WRITTEN TASK 1 —
In the Gastown travel piece, on what date did the fire tear through Gastown's wood buildings?

EXCERPTED PASSAGE —

· · · · ·

Most visitors are satisfied with a photograph of Gastown’s famous steam clock, which expels steam every 15 minutes. But to really understand this fascinating corner of Vancouver, consider a walking or food tour.
We joined costumed tour guide Rowan Jang one evening for the “Lost Souls of Gastown” tour ($25-$28 per person). Dark was descending over the city as we embarked and Jang slipped into the role of a fictional character to relay what life was like in Gastown in the late 1800s.
Back then, Cordova and Dunsmuir streets were the center points of town, and they were filled with inebriated loggers and sawmill workers—we learned there was a brothel well before there was a school.
Everything changed on June 13, 1886, when a 20-minute fire whipped through Gastown’s wood buildings, causing rampant destruction and giving residents just moments to make life-or-death decisions.
But Vancouver rose from the ashes of the Great Fire, and within days new buildings were erected, homes spreading around them. The city ensured all the new buildings in Gastown were made of brick and those same red bricks adorn the gentrified warehouses, cafes and specialty stores today.
The next day we were back in Gastown for a Canadian signature experience: a gastronomic tour of the neighborhood with Vancouver Foodie Tours ($85 person person, plus $30 for alcohol pairings). Our guide, Miguel Alzugaray, escorted us on a four-course meal with drink pairings in four local restaurants, each one remarkable for its cuisine and architectural design.
“Gastown was voted the number-one neighborhood for restaurants,” he told us as we walked to Nicli Antica Pizzeria for authentic Neapolitan-style pizza.

· · · · ·

RECORD LIST —
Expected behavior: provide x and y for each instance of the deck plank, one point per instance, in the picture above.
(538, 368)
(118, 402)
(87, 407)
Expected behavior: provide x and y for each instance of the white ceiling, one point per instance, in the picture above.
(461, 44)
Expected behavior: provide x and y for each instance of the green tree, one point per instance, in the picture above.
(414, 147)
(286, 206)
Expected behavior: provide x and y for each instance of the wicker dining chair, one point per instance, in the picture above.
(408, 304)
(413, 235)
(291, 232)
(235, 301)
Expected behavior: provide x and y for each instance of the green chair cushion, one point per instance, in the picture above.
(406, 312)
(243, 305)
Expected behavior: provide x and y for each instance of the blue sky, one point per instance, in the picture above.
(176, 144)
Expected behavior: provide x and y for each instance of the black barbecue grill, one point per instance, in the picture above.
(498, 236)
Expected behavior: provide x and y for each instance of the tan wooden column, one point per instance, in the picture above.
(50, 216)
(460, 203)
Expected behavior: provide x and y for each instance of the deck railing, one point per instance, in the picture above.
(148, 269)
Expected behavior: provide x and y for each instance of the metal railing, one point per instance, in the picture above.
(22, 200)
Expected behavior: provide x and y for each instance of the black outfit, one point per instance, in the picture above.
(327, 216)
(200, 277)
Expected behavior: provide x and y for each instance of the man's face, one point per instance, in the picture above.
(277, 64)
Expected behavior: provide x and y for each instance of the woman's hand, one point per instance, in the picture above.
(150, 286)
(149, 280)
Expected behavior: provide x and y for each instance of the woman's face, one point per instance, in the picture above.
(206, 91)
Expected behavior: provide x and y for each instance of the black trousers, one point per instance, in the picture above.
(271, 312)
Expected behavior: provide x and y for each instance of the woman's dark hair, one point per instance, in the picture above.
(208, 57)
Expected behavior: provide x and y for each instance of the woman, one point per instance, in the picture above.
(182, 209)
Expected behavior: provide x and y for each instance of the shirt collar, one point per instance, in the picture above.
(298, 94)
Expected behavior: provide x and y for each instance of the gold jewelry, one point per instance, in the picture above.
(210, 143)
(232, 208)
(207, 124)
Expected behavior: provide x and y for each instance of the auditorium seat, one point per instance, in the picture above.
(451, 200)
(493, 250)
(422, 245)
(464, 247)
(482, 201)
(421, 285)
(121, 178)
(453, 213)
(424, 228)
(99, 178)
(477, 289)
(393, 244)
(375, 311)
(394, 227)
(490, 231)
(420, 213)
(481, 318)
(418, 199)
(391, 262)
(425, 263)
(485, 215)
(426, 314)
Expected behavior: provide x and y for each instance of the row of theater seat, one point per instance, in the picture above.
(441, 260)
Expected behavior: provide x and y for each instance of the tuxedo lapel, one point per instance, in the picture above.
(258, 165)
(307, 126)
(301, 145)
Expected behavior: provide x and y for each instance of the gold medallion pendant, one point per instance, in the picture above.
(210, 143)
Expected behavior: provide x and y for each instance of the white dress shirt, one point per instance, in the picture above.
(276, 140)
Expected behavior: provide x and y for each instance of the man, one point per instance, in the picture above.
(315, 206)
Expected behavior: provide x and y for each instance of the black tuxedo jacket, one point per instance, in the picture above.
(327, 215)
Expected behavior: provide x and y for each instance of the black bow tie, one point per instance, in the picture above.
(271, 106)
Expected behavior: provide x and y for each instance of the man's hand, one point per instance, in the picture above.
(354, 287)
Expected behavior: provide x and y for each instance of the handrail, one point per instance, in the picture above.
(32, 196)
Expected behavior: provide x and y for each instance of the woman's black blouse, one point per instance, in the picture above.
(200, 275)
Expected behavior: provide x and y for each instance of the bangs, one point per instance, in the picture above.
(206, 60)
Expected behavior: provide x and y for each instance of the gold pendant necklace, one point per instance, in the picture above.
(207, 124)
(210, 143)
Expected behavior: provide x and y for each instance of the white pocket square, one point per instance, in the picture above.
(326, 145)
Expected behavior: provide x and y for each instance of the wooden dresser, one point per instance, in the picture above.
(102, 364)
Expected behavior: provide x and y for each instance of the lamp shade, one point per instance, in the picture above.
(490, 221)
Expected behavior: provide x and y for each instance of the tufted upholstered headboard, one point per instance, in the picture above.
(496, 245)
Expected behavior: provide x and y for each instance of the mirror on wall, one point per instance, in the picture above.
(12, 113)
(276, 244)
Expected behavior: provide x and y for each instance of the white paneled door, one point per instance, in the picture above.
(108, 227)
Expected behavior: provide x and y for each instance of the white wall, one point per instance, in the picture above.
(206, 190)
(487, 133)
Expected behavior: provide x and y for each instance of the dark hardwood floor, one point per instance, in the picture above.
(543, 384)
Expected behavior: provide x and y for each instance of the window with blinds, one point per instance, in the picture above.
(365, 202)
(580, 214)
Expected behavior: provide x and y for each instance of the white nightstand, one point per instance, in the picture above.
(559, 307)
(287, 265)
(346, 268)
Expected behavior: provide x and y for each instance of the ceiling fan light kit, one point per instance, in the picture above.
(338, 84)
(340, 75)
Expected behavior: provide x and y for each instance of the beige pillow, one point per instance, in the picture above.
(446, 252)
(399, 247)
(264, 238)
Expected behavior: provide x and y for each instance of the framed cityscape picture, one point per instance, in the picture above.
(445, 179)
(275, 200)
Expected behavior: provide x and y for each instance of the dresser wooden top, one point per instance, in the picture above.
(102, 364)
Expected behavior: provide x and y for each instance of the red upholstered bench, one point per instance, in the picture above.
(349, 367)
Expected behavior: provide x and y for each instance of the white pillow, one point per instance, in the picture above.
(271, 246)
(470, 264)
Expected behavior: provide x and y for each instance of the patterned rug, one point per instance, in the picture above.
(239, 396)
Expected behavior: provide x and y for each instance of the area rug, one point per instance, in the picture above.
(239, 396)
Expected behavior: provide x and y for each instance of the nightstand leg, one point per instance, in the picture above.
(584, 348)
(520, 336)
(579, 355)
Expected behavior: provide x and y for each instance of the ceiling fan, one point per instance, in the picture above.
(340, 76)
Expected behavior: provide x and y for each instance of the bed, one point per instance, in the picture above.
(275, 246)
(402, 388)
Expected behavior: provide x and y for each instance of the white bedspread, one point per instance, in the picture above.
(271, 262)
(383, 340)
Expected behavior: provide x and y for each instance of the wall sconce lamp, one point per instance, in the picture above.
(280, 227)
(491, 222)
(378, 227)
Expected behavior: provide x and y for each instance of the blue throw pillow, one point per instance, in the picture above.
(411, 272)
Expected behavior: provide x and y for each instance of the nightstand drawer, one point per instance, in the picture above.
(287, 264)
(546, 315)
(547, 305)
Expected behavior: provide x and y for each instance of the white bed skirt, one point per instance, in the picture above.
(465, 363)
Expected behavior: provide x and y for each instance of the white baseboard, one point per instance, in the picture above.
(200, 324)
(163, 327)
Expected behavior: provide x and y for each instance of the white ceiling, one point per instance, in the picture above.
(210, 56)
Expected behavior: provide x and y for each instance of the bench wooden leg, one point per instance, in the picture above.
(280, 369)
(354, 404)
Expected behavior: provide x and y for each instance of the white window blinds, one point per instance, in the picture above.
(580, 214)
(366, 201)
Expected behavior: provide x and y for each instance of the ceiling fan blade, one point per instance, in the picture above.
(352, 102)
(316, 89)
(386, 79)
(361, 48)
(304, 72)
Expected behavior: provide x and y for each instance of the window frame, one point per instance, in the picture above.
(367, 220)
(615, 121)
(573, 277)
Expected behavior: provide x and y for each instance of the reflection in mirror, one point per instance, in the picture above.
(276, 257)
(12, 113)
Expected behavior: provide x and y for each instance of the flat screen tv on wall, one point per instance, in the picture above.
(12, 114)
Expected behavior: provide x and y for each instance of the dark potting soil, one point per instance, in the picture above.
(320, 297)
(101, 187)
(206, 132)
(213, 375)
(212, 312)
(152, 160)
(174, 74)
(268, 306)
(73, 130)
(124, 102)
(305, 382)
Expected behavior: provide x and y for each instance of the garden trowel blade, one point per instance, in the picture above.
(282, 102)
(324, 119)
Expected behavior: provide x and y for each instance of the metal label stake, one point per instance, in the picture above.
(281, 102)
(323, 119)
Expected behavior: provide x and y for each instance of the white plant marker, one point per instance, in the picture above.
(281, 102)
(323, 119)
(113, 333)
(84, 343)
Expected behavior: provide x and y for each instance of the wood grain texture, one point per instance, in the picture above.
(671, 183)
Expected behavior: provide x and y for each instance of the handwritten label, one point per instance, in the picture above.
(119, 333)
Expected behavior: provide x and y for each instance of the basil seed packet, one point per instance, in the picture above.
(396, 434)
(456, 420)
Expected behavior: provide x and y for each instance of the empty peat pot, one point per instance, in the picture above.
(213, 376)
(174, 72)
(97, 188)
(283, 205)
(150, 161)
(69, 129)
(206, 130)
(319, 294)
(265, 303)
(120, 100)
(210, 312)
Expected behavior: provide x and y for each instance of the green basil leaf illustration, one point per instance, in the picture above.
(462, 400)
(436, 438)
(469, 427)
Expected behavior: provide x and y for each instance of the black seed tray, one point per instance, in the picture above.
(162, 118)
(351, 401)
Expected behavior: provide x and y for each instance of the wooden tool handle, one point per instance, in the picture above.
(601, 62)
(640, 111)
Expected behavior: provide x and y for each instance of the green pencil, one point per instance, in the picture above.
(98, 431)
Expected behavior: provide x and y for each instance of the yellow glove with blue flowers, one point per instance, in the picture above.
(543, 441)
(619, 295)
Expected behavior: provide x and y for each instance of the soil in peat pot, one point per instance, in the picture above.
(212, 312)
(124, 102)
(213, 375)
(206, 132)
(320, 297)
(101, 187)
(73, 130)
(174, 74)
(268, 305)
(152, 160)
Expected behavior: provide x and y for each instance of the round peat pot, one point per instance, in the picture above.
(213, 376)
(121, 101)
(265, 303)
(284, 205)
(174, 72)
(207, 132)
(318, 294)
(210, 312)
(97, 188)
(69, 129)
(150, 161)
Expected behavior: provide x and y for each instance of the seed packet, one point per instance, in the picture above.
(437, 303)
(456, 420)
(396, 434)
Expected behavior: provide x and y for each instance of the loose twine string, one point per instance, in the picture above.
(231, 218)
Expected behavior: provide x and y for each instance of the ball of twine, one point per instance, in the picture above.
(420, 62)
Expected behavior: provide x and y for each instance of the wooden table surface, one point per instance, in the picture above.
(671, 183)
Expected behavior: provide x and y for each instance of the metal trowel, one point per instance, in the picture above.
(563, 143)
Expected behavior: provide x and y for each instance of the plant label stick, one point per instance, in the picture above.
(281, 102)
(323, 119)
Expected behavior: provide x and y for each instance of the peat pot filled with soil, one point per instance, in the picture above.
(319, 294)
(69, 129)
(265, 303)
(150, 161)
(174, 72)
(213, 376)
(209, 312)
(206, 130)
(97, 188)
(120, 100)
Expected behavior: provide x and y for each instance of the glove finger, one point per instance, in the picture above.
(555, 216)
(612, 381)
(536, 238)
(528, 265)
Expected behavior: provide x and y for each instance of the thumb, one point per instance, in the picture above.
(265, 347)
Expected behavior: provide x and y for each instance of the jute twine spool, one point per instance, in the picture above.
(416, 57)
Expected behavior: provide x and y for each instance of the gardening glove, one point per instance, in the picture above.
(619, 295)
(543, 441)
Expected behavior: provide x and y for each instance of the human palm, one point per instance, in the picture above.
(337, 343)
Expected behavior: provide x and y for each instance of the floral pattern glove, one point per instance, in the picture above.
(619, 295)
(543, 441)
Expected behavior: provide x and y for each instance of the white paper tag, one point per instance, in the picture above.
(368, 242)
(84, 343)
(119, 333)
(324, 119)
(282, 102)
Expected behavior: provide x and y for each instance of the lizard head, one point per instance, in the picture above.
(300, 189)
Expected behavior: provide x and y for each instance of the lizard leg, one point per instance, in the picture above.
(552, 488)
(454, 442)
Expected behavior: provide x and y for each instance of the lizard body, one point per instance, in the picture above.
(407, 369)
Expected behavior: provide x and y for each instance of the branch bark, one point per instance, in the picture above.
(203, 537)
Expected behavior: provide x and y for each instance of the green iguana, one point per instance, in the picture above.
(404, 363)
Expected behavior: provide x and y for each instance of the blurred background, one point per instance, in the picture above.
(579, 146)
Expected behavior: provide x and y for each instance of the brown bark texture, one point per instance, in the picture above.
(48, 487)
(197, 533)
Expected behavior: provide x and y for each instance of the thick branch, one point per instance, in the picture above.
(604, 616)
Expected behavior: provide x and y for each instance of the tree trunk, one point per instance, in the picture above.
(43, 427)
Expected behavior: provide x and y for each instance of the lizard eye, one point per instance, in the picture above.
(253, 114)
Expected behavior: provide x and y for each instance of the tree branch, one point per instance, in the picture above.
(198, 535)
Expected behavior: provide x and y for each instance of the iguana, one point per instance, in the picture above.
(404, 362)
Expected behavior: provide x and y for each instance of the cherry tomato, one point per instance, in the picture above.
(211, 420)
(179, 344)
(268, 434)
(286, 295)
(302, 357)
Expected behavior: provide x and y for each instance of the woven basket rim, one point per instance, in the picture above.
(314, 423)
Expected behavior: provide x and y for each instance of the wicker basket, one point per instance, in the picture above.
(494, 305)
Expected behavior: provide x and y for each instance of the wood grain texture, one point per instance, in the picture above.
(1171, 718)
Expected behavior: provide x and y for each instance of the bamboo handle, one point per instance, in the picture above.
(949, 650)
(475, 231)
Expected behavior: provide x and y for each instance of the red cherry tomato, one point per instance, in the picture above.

· · · · ·

WRITTEN TASK 2 —
Please rewrite the entries from the line containing "wicker basket, one" through the end of the entries, swapping "bamboo" for "rattan" and leaving everything else unchanged.

RESULT 1 —
June 13, 1886

RESULT 2 —
Expected behavior: provide x and y for each instance of the wicker basket, one point per instance, in the picture above.
(494, 305)
Expected behavior: provide x and y for each instance of the wood grain texture, one point per instance, in the picture above.
(1171, 718)
Expected behavior: provide x and y for each instance of the rattan handle, one point per instance, in the picture above.
(949, 650)
(475, 231)
Expected behavior: provide x and y for each instance of the red cherry tomato, one point per instance, in the picture above.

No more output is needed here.